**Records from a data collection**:
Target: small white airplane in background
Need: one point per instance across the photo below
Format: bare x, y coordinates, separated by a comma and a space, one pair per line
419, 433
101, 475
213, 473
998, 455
==
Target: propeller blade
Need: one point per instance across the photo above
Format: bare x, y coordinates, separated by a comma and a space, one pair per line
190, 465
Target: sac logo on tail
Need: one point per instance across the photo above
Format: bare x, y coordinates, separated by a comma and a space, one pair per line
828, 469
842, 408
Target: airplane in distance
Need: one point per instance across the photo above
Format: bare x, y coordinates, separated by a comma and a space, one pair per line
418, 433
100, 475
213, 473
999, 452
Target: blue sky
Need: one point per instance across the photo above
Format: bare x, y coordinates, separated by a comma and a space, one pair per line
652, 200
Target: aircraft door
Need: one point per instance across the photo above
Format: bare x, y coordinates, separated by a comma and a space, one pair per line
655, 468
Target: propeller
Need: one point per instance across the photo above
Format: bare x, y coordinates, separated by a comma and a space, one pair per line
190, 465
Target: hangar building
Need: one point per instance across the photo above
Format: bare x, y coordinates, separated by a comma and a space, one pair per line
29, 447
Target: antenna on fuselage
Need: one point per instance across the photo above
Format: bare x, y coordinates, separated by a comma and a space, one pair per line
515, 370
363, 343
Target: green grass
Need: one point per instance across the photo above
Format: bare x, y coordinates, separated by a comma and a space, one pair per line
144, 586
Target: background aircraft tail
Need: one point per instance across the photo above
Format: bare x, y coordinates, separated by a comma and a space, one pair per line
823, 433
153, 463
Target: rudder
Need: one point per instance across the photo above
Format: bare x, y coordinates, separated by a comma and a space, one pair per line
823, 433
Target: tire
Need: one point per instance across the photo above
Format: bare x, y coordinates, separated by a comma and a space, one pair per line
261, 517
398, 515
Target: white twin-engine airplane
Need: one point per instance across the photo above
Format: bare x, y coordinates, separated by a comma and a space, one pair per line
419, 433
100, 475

**What the task requires**: Please return each line of the records above that contains the word "aircraft". Case counts when matching.

**Exercise solution**:
Target: aircraft door
Target: background aircraft tail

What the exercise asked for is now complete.